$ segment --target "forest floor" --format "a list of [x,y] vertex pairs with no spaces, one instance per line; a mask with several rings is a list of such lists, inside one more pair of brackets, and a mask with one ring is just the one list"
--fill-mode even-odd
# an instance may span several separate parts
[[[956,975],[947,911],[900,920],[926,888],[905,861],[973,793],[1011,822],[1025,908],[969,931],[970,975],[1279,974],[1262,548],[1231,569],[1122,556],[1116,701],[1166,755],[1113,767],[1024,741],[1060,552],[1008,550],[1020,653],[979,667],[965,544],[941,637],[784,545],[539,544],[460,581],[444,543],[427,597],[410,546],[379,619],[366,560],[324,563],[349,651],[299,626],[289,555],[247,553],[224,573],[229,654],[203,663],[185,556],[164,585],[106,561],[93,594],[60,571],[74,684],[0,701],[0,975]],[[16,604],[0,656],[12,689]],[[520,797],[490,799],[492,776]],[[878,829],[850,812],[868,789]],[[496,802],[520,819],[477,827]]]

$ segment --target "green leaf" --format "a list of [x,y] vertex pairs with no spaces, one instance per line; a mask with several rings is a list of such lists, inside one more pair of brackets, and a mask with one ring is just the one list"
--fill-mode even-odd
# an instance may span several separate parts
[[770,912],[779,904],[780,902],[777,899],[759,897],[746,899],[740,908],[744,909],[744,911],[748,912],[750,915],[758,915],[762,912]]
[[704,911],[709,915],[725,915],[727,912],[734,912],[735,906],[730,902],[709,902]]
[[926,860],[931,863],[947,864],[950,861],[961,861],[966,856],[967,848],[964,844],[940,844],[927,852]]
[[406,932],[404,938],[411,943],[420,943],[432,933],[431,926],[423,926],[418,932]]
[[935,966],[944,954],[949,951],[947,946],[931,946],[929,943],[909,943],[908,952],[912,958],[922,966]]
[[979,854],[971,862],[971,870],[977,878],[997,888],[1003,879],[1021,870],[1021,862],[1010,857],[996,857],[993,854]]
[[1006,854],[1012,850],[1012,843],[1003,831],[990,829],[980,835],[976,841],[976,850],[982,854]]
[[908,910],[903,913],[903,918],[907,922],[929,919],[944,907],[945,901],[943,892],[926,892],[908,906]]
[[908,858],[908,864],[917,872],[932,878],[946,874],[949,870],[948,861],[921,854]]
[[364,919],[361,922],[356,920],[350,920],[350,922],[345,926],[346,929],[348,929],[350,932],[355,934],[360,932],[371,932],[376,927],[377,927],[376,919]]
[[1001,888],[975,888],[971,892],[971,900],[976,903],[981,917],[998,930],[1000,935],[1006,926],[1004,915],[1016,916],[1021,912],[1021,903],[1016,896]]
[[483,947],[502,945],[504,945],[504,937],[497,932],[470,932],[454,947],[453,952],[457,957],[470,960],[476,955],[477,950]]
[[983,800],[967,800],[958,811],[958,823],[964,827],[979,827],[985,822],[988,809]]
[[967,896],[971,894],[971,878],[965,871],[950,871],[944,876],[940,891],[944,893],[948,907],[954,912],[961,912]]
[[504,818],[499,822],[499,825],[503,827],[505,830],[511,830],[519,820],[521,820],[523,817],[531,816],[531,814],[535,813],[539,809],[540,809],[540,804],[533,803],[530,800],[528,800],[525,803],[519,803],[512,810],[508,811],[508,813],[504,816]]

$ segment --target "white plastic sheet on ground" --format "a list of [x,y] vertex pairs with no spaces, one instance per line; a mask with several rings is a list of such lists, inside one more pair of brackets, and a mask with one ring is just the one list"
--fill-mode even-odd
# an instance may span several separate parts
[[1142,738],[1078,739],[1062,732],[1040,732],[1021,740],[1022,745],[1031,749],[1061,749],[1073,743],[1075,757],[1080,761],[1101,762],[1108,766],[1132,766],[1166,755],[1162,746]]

[Problem description] Within the records, in how many lines does the string "list" occur? Give the number and no other text.

[Task solution] 3